━━ Page text ━━

In a bid to go green, the California Department of Fish and Wildlife (CDFW; formerly, the California Department of Fish and Game) is digitizing their 99-year-old quarterly scientific journal, California Fish and Game. In addition to making all issues post-December 2012 available online, they’re also dusting off the stack of journals in the archives. In the coming months, CDFW will be working toward digitizing back-issues dating back to 1914, when the journal was first published.

Back when the journal debuted, California was unquestionably a different place. Among the journal’s opening pages were these missives from the Board of Fish and Game Commissioners:

“The wild game belongs to the people in their sovereign capacity and as such should be enjoyed by the people and cared for and preserved for their benefit. It must not be considered as the property of a class and no class should be permitted to monopolize it… The right of any generation to careless indifference or wanton destruction can not be admitted. Each generation is the guardian of the existing resources of the world; it comes into a great inheritance, but only as a trustee; and there is no recovery or resurrection of an extinct species.”

– Ernest Schaeffle

“So often we lock the door after the horse is stolen. Let it not be so with the game birds and wild creatures of California.”

– Frank M. Rutherford

“Preserved game and fish, like preserved forests or preserved water powers, are of no practical public good. Preserved fish and game die; so do preserved trees; preserved water-powers run to waste. Conserved – that is, used and protected – fish and game, forests, water-powers and all other natural resources are, of course, of practical benefit to the public. And therefore, fish and game conservation – not preservation – commissions are of practical benefit to the public… Our game, however, can not be conserved, or even preserved, if the cover in which and the food on which it lives be not conserved. Our fish can not be conserved, or even preserved, if the waters in which they live be not kept at least free from pollution. If our wild places be permitted to be fire ravaged and destroyed, if our streams and bays be made the dumping grounds for noxious materials, then there will be no use for game and fish conserving laws, no need for a fish and game conservation commission – there will be no fish and game to be conserved.”

━━━

- Stated task A:
Count the lines in the rows that contain the string "duck", and give only that number.
The rows have no connection to the passage on the California Fish and Game journal.

━━ Task input ━━

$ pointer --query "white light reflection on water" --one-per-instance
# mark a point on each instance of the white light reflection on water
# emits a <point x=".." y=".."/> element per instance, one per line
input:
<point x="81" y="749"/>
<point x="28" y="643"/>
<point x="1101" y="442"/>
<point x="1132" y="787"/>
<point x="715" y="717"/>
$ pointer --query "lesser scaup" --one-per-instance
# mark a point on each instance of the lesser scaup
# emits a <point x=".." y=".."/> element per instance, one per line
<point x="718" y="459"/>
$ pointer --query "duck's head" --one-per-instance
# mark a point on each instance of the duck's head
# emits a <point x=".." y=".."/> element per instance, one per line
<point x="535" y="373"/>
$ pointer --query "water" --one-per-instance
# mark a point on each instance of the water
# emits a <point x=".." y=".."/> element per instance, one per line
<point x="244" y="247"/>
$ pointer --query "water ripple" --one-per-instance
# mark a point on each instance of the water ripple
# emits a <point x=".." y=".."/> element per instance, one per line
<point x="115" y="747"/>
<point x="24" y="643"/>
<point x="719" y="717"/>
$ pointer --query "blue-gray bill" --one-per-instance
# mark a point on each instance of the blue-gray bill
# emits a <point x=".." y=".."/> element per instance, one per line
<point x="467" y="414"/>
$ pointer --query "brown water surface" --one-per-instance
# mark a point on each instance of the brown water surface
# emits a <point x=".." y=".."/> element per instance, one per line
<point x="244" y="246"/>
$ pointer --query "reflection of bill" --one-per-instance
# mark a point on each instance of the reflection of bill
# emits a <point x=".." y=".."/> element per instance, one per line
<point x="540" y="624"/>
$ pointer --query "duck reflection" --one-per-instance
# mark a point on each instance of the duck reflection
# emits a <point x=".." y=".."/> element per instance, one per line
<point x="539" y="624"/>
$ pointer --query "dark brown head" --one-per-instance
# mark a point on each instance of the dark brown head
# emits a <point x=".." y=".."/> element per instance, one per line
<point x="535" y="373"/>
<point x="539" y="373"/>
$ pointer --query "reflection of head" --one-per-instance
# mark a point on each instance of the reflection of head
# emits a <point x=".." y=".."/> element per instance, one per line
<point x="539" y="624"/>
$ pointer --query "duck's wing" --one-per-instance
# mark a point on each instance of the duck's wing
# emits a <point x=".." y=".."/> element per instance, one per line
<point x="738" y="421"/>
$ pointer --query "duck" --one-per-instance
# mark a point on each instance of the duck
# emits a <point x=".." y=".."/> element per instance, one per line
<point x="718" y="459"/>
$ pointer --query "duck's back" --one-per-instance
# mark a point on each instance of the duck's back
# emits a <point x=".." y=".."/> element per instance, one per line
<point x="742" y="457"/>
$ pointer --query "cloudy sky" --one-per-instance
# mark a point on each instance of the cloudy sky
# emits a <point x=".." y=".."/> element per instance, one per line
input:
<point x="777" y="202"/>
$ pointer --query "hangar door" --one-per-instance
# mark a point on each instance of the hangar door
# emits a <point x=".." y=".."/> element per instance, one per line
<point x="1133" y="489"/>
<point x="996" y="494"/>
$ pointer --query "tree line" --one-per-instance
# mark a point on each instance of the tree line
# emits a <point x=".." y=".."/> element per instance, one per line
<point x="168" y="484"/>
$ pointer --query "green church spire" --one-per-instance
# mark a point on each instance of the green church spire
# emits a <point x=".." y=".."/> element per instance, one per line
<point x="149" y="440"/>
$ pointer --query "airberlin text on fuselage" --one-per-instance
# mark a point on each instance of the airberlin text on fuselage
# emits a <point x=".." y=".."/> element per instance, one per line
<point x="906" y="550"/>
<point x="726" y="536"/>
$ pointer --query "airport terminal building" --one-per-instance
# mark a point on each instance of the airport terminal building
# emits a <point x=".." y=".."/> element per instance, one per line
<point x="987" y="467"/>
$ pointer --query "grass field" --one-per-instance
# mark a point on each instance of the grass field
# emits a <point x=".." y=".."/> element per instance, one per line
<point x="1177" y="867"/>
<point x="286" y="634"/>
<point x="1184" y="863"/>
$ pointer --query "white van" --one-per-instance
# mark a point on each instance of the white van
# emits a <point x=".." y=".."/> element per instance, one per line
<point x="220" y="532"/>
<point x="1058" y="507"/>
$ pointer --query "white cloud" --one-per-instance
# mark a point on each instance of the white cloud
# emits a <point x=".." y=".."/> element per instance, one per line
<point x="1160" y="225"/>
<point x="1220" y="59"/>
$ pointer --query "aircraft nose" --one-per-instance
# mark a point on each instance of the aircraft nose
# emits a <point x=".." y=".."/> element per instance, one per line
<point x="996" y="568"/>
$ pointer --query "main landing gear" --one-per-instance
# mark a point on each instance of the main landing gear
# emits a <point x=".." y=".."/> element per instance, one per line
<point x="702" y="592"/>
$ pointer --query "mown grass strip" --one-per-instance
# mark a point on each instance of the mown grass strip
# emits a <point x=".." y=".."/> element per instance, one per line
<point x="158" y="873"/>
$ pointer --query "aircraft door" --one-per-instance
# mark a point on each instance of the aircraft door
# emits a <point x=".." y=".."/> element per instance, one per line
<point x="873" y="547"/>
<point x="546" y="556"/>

━━━

- Stated task B:
Translate this sentence from the passage on the California Fish and Game journal into Spanish: "So often we lock the door after the horse is stolen."

- Worked solution A:
10

- Worked solution B:
Muy a menudo cerramos la puerta después de que el caballo ha sido robado.